• [Arbeitsanweisung]: Gib bitte aus dem unten stehenden Auszug über Habermas' Kritik an der Griechenlandpolitik den Abschnitt wortgetreu wieder, der mit den Worten um „Ihm geht es“ einsetzt und mit „jeden Wachstumsimpuls abtöten.“ schließt.

• [Auszug zum Lesen]:
-----

Gegenüber dem Guardian erneuerte Habermas seine Kritik an der "Verwandlung von Politikern in Zombies". Ende Juni hatte Habermas in der SZ kritisiert, dass sich Politiker in Brüssel und Berlin weigern, ihren Kollegen aus Athen als "Politiker zu begegnen". Wenn die deutschen Verhandlungspartner auch aussehen wie Politiker, so sind sie nur in einer Rolle ansprechbar: als Gläubiger.

Die Einengung der politischen Diskussionspunkte, die überhaupt nur gelten und anderes wird erst gar nicht angehört ("Das vollständige Fehlen aller demokratischen Skrupel"), hält Habermas, der für seine Theorie des kommunikativen Handelns berühmt wurde, für einen Skandal. Wenn sich die Auseinandersetzung mit Griechenland auf die Frage des Gläubigers konzentriert, ob die Schuldentragfähigkeit (Schäuble) gewährleistet ist, dann sei eine Verwandlung im Gange, so Habermas in der SZ.

Diese Verwandlung in Zombies hat den Sinn, der verschleppten Insolvenz eines Staates den Anschein eines unpolitischen, vor Gerichten einklagbaren privatrechtlichen Vorgangs zu geben.

Wie man aus der Camouflage einer quasi-neutralen, an Regeln ausgerichteten Position des Gerichtsapparates heraus spricht, dafür gab Finanzminister Schäuble gestern Anschauungsunterricht (Griechenland: Schäuble hält befristeteten Euro-Ausstieg weiter für die bessere Option).

Habermas hält dieser Politik nicht nur mangelnde Sensibilität vor, die politisches Vertrauen in Deutschland kaputt macht, das deutsche Nachkriegspolitiker mühsam aufgebaut haben, vielmehr er spricht auch er dem Guardian gegenüber von einem Zuchtmeistergehabe und "hegemonialen Anspruch", das die deutsche Regierung "schamlos" offenbart habe.

Ihm geht es darum, das Gewicht bei der Auseinandersetzung über Griechenland, die eine Auseinandersetzung über die Zukunft Europas ist, auf politische Gestaltungsmöglichkeiten zu verlagern, die Technokraten nicht in den Blick nehmen. Deren Vorschläge zu Griechenland seien ein toxischer Mix, die eine erschöpfte griechische Regierung entmutigen und jeden Wachstumsimpuls abtöten.

Habermas kritisiert dabei auch das Vorgehen der griechischen Regierung, er spricht sie nicht frei von Dilettantismus und macht ihr den Vorwurf zu wenig an eigenen Konzepten vorgebracht zu haben:

Die linke Regierung hätte ganz im Sinne des wirtschaftswissenschaftlichen Nobelpreisträgers eine keynesianische Entmischung der Merkel'schen Medizin vornehmen und alle neoliberalen Zumutungen konsequent zurückweisen können; aber gleichzeitig hätte sie ihre Absicht glaubhaft machen müssen, die fällige Modernisierung von Staat und Wirtschaft durchzuführen, einen Lastenausgleich vorzunehmen, Korruption und Steuerflucht zu bekämpfen usw.

-----

• [Datenzeilen]:

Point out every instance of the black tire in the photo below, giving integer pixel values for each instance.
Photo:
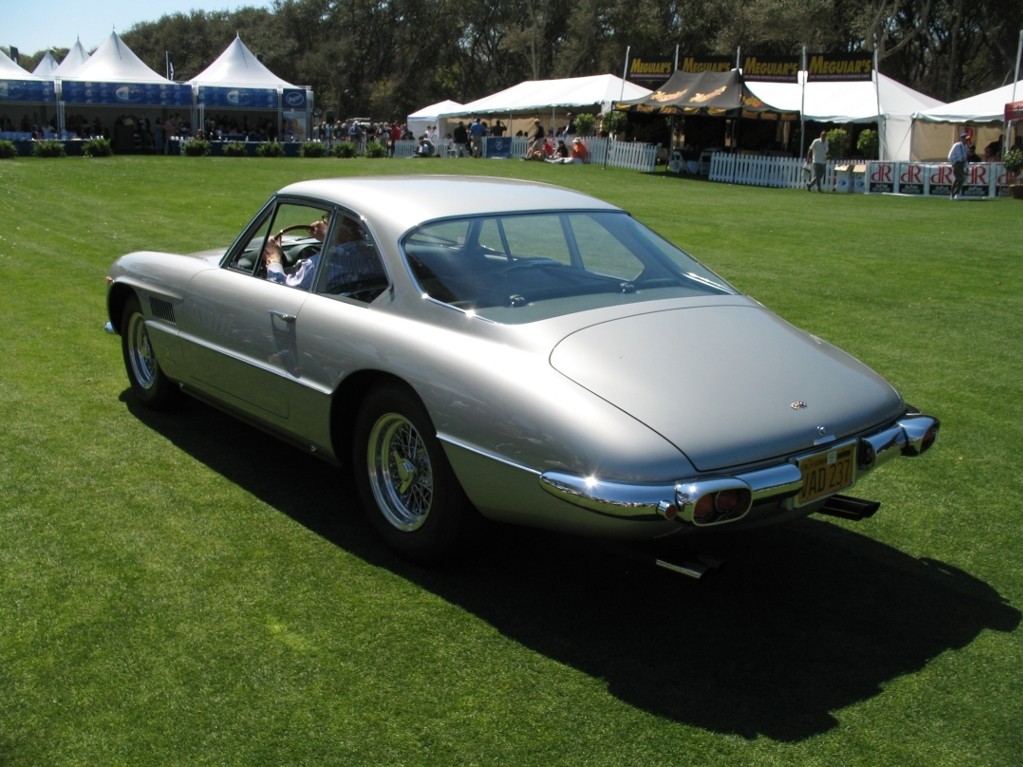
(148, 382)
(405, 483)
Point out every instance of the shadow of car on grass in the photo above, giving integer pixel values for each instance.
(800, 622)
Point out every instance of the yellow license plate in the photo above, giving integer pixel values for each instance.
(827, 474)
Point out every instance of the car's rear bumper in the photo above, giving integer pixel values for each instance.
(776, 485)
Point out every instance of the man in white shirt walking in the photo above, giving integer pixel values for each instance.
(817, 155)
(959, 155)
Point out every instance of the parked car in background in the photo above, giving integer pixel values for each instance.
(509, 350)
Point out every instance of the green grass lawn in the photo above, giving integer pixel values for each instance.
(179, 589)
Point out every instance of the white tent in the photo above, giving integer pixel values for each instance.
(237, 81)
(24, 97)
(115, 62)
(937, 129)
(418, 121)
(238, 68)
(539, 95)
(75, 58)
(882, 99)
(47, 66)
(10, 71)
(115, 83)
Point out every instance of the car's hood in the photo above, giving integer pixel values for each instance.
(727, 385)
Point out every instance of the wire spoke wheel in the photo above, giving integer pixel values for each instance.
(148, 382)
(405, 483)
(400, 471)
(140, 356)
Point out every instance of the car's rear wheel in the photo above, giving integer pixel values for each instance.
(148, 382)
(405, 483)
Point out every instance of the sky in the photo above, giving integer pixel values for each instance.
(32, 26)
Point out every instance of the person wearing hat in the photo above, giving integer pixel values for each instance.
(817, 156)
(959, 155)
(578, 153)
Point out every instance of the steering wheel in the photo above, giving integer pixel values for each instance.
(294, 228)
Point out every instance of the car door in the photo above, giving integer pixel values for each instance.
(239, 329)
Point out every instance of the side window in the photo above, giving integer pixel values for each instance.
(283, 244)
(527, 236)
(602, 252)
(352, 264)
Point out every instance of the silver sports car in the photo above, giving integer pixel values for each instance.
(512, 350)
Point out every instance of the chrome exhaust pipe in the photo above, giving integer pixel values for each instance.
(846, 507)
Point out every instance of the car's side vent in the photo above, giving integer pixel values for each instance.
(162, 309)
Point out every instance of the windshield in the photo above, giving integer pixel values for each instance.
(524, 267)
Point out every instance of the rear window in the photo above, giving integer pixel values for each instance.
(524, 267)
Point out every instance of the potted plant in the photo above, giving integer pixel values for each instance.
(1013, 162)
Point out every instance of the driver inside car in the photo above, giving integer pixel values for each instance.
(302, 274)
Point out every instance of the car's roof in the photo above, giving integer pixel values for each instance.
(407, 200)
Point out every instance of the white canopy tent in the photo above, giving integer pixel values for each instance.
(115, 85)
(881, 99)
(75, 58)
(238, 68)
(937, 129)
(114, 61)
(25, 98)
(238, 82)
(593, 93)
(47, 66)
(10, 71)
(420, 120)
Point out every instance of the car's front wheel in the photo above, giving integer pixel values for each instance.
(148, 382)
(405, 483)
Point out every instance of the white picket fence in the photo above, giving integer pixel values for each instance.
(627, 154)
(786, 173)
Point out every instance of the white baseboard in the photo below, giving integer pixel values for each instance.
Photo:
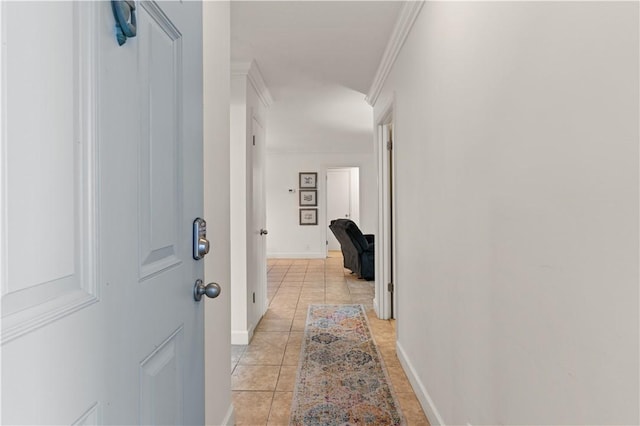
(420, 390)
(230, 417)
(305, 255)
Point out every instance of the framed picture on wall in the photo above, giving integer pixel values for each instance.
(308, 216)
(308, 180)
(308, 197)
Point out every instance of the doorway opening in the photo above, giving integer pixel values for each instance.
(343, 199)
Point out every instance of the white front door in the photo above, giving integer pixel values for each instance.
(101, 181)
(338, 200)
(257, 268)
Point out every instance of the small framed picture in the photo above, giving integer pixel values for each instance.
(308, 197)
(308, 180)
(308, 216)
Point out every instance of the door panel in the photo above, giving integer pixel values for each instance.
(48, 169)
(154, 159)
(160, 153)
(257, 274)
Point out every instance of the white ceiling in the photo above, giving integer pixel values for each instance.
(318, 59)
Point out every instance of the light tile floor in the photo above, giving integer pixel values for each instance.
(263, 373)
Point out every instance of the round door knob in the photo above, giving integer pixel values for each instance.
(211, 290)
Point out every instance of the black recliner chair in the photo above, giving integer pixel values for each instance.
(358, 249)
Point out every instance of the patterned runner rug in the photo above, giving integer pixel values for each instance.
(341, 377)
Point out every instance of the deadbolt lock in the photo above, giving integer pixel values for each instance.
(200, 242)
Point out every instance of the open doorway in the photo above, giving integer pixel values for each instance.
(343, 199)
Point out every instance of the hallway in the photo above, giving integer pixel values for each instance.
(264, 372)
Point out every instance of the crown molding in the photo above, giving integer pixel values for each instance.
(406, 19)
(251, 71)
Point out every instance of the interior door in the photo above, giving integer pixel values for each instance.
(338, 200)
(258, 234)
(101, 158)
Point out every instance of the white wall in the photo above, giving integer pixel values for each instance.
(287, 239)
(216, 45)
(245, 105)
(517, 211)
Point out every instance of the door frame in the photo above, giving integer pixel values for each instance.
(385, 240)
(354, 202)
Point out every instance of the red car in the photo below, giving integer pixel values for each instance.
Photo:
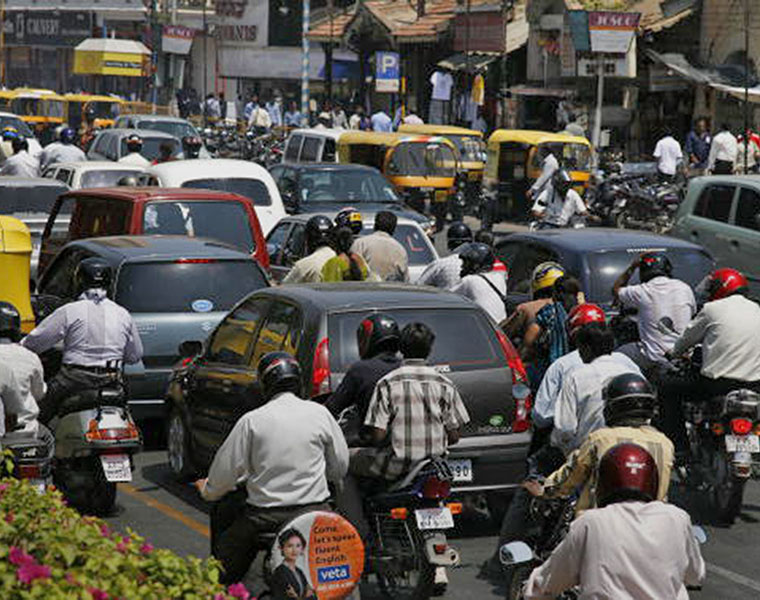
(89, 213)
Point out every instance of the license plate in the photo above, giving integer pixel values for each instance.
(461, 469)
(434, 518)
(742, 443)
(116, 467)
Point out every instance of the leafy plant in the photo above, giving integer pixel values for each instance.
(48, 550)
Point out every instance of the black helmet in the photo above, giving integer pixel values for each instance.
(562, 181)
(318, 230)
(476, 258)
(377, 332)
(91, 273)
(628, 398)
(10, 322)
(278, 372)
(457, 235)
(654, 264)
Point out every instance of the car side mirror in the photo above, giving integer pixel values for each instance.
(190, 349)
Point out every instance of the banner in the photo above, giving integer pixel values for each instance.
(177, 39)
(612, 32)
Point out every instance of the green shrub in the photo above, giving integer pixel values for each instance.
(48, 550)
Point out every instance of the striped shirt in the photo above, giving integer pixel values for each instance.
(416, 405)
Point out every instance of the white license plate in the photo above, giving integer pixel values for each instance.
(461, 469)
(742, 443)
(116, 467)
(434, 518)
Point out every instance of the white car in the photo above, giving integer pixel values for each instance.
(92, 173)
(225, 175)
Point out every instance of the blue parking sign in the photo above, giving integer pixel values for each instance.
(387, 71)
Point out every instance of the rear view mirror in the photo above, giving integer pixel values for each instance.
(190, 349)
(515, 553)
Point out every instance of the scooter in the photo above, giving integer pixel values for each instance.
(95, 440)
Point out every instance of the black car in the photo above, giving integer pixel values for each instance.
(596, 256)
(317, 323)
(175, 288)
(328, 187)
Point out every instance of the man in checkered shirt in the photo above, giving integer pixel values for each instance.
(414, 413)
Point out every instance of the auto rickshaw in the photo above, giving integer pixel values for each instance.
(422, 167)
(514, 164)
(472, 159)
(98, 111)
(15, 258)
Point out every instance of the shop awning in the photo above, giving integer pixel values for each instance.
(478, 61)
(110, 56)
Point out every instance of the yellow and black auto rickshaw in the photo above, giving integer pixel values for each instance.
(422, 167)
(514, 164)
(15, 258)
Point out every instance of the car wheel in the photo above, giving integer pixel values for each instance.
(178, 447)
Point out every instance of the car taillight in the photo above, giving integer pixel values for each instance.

-----

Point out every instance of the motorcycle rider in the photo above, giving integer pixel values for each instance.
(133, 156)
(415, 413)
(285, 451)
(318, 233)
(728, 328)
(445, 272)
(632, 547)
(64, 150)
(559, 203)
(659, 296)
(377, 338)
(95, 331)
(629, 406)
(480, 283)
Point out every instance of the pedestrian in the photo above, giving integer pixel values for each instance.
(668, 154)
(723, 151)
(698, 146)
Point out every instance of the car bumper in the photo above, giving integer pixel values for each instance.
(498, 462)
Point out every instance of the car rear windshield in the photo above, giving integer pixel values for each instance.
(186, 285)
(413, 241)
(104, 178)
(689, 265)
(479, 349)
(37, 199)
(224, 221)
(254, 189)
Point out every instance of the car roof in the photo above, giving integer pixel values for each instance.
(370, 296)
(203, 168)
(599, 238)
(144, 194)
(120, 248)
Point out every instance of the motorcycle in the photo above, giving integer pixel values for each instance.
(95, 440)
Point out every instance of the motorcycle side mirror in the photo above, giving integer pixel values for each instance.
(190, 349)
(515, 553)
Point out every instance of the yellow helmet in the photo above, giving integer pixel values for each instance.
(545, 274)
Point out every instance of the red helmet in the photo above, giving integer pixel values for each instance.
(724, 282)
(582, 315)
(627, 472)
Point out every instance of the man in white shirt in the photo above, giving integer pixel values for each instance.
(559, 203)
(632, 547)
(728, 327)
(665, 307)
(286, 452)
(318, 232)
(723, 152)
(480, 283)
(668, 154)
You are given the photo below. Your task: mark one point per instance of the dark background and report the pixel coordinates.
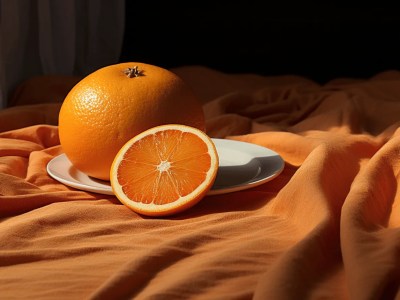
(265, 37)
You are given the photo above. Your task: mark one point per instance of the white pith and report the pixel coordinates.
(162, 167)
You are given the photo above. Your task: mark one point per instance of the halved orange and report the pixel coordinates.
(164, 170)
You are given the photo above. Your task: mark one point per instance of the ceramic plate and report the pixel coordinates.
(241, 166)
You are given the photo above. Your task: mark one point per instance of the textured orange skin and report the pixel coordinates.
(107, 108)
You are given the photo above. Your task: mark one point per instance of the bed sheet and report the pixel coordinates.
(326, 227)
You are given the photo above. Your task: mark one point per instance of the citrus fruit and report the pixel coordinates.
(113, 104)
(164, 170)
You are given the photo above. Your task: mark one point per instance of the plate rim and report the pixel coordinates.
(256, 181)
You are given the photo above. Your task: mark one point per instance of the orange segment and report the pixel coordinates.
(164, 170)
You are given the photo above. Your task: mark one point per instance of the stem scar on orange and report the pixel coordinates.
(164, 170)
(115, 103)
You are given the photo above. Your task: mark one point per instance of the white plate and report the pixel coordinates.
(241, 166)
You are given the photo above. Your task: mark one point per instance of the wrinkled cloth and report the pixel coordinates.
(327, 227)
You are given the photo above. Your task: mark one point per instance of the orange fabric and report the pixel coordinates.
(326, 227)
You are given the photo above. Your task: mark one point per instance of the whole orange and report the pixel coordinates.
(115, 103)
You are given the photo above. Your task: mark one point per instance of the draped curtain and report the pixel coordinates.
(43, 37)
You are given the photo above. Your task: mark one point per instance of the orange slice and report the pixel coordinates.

-----

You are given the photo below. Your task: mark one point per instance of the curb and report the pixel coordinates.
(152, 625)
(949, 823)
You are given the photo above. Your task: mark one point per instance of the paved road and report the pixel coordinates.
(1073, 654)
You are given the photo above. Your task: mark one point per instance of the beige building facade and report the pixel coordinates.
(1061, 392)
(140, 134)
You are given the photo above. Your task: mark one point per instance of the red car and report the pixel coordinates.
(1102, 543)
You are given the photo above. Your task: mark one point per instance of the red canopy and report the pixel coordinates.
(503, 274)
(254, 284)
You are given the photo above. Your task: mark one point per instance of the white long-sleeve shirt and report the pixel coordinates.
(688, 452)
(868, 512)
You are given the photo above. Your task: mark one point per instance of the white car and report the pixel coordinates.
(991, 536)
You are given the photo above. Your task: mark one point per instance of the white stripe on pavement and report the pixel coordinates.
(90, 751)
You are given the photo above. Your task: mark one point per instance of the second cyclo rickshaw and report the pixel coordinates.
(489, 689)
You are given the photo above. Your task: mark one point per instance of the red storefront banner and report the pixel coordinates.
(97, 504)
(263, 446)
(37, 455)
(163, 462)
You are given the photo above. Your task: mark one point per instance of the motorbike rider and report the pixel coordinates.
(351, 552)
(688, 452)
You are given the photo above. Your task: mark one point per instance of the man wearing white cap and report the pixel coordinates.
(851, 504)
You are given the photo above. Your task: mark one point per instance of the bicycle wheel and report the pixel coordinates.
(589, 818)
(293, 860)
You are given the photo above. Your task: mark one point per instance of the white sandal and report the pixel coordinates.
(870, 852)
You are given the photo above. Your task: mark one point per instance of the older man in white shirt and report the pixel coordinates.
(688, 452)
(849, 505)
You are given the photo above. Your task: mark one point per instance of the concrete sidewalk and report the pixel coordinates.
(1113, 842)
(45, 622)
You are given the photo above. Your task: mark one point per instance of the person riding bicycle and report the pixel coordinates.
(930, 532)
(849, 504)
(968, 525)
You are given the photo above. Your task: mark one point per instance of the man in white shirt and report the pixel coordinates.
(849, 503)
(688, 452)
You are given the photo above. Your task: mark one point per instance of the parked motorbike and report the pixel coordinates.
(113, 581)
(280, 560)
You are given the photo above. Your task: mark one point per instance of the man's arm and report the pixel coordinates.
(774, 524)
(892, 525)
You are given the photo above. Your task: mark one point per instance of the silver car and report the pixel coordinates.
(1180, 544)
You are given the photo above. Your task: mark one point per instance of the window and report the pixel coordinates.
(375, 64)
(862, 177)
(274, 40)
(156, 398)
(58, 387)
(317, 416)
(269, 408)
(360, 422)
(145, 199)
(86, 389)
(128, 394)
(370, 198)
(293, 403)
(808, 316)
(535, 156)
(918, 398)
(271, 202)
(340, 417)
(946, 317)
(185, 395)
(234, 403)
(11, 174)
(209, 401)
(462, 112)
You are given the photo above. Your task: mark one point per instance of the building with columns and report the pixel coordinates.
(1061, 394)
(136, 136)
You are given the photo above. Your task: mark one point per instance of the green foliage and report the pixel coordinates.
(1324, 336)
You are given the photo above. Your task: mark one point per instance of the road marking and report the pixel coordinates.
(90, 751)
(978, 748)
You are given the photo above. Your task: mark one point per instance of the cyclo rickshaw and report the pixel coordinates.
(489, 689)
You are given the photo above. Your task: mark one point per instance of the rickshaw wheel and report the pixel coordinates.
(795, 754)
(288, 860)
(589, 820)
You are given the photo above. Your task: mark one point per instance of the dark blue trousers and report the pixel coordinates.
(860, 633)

-----

• [Schriftliche Antwort]:
Ihm geht es darum, das Gewicht bei der Auseinandersetzung über Griechenland, die eine Auseinandersetzung über die Zukunft Europas ist, auf politische Gestaltungsmöglichkeiten zu verlagern, die Technokraten nicht in den Blick nehmen. Deren Vorschläge zu Griechenland seien ein toxischer Mix, die eine erschöpfte griechische Regierung entmutigen und jeden Wachstumsimpuls abtöten.